Data of labeled boxes:
— Start —

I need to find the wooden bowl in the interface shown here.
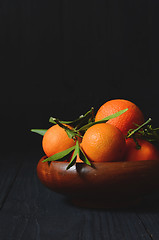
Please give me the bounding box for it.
[37,156,159,208]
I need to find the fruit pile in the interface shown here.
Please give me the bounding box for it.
[31,99,159,169]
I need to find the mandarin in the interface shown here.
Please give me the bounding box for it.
[95,99,144,135]
[42,125,75,157]
[125,138,159,161]
[81,123,126,162]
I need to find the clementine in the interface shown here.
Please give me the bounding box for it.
[95,99,144,135]
[42,125,75,157]
[81,123,126,162]
[125,138,159,161]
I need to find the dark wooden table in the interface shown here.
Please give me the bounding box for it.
[0,153,159,240]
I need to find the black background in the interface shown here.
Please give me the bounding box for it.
[0,0,159,153]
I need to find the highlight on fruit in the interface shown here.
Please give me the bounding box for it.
[31,99,159,170]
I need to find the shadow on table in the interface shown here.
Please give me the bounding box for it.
[63,193,159,213]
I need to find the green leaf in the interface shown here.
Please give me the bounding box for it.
[66,141,80,170]
[78,108,128,131]
[79,148,91,166]
[31,129,47,136]
[43,146,75,162]
[126,118,152,138]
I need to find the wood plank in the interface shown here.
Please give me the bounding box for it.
[0,153,157,240]
[136,193,159,240]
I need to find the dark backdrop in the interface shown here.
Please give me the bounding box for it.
[0,0,159,152]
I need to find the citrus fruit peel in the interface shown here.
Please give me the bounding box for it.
[31,108,128,170]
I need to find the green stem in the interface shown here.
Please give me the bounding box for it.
[126,118,152,138]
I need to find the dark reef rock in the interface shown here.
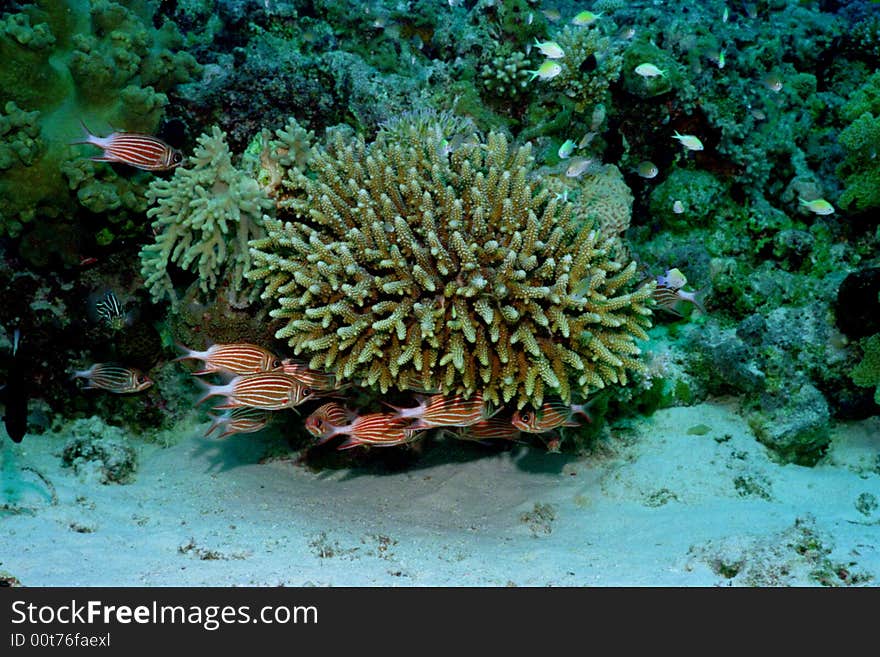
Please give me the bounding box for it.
[834,267,880,339]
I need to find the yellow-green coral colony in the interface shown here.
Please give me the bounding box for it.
[247,117,651,407]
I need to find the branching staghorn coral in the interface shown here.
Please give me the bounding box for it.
[141,126,272,305]
[248,117,651,407]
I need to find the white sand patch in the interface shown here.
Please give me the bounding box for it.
[0,401,880,586]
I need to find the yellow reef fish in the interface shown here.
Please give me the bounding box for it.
[535,39,565,59]
[635,62,666,78]
[526,59,562,81]
[672,131,703,151]
[798,198,834,214]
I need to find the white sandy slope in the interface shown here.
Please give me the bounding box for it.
[0,400,880,586]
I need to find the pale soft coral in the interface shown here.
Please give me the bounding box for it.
[141,126,273,305]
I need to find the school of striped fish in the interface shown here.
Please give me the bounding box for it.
[169,343,589,450]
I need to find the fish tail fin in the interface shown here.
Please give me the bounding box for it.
[196,381,234,410]
[174,342,208,363]
[692,286,710,315]
[70,118,100,146]
[205,413,228,438]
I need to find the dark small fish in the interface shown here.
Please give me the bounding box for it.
[3,329,30,443]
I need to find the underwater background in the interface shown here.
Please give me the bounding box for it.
[0,0,880,586]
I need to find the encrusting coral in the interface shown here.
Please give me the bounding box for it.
[247,115,652,407]
[851,333,880,404]
[141,127,272,304]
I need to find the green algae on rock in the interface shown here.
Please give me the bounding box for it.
[247,117,652,407]
[140,127,272,303]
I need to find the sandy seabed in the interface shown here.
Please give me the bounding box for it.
[0,400,880,586]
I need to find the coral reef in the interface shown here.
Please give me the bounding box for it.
[837,71,880,210]
[248,117,652,407]
[61,417,137,484]
[141,127,272,304]
[0,0,199,240]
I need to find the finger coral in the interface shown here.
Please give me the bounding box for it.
[248,115,651,407]
[140,127,272,305]
[0,0,201,236]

— End —

Stated exercise:
Rewrite every line of the data above as a Markdown table with the columns "Row" and "Line", numbering the rows and omitting blank lines. Do not include the pictures.

Written solution:
| Row | Line |
|---|---|
| 1 | I need to find the wooden bowl in the interface shown here. |
| 2 | Please give me the bounding box for it. |
| 3 | [37,156,159,208] |
| 4 | I need to find the fruit pile in the interface shown here. |
| 5 | Please give me the bounding box for it. |
| 6 | [31,99,159,169] |
| 7 | I need to find the mandarin in the interface shown here. |
| 8 | Please give me the bounding box for it. |
| 9 | [95,99,144,135] |
| 10 | [42,125,75,157] |
| 11 | [125,138,159,161] |
| 12 | [81,123,126,162] |
| 13 | I need to find the clementine in the interface shown here. |
| 14 | Please give me the bounding box for it. |
| 15 | [95,99,144,135] |
| 16 | [42,125,75,157] |
| 17 | [81,123,126,162] |
| 18 | [125,138,159,161] |
| 19 | I need to find the dark wooden table in the interface shown here. |
| 20 | Please give me the bounding box for it. |
| 21 | [0,153,159,240] |
| 22 | I need to find the black background in the interface shown here. |
| 23 | Please give me the bounding box for it. |
| 24 | [0,0,159,153] |
| 25 | I need to find the highlight on fruit in the interface shown here. |
| 26 | Please give me the bounding box for it. |
| 27 | [31,99,159,170] |
| 28 | I need to find the shadow on table in the interface shown here. |
| 29 | Please give me the bounding box for it. |
| 30 | [63,193,159,213] |
| 31 | I need to find the green leaf in the interface shown here. |
| 32 | Please give me the bounding box for it. |
| 33 | [66,141,80,170] |
| 34 | [78,108,128,131] |
| 35 | [79,148,91,166] |
| 36 | [31,129,47,136] |
| 37 | [43,146,75,162] |
| 38 | [126,118,152,138] |
| 39 | I need to find the wood plank in the interface shown here. |
| 40 | Please give me the bounding box for it. |
| 41 | [0,153,157,240] |
| 42 | [136,193,159,240] |
| 43 | I need to find the dark backdrop in the interface shown here. |
| 44 | Please give me the bounding box for it. |
| 45 | [0,0,159,152] |
| 46 | I need to find the citrus fruit peel in the interface shown here. |
| 47 | Please give me the bounding box for it. |
| 48 | [31,108,128,170] |
| 49 | I need to find the green stem in the interface shown here. |
| 50 | Please give me the bounding box for it. |
| 51 | [126,118,152,138] |
| 52 | I need to find the dark reef rock in the interface shown here. |
| 53 | Please give me the bounding box for it. |
| 54 | [834,267,880,339] |
| 55 | I need to find the yellow-green coral colony in the interface shown here. |
| 56 | Please give me the bounding box for it. |
| 57 | [247,117,651,407] |
| 58 | I need to find the branching staghorn coral in the interface shown here. |
| 59 | Please give me the bounding box for it. |
| 60 | [141,126,272,305] |
| 61 | [248,117,651,407] |
| 62 | I need to find the white sand patch in the interface shown here. |
| 63 | Please give me the bounding box for it. |
| 64 | [0,401,880,586] |
| 65 | I need to find the yellow reef fish in the interface shown here. |
| 66 | Please give me the bounding box for it. |
| 67 | [535,39,565,59] |
| 68 | [635,62,666,78] |
| 69 | [526,59,562,81] |
| 70 | [672,131,703,151] |
| 71 | [798,198,834,214] |
| 72 | I need to find the white sandy slope in the interface shown here. |
| 73 | Please give me the bounding box for it. |
| 74 | [0,400,880,586] |
| 75 | I need to find the pale soft coral in the interface shown here. |
| 76 | Please give me the bounding box for it. |
| 77 | [141,126,273,305] |
| 78 | I need to find the school of striped fish in the interface shown here. |
| 79 | Please give me the bounding box for it. |
| 80 | [169,343,589,450] |
| 81 | I need to find the fish tail fin in the interface shown here. |
| 82 | Please give me the bounding box for it. |
| 83 | [196,381,234,410] |
| 84 | [174,342,208,363] |
| 85 | [692,286,710,315] |
| 86 | [70,118,100,146] |
| 87 | [205,413,228,438] |
| 88 | I need to find the dark small fish in the interface shown here. |
| 89 | Please give me the bounding box for it. |
| 90 | [3,329,30,443] |
| 91 | I need to find the underwater background in the interface shown here. |
| 92 | Please give me the bounding box for it. |
| 93 | [0,0,880,586] |
| 94 | I need to find the encrusting coral in the interface shown here. |
| 95 | Please give me the bounding box for it. |
| 96 | [247,115,652,407] |
| 97 | [851,333,880,404] |
| 98 | [141,127,272,304] |
| 99 | I need to find the green algae on rock in the interface shown here. |
| 100 | Please give me the bounding box for it. |
| 101 | [247,117,652,407] |
| 102 | [140,127,272,303] |
| 103 | I need to find the sandy seabed in the interface shown here. |
| 104 | Please give me the bounding box for it. |
| 105 | [0,400,880,586] |
| 106 | I need to find the coral reef in the interface shown here. |
| 107 | Please give me the bounding box for it. |
| 108 | [837,71,880,210] |
| 109 | [248,117,652,407] |
| 110 | [61,417,137,484] |
| 111 | [141,127,272,304] |
| 112 | [0,0,199,240] |
| 113 | I need to find the finger coral in the interface shown here. |
| 114 | Please give me the bounding box for it. |
| 115 | [248,115,651,407] |
| 116 | [140,127,272,305] |
| 117 | [0,0,201,236] |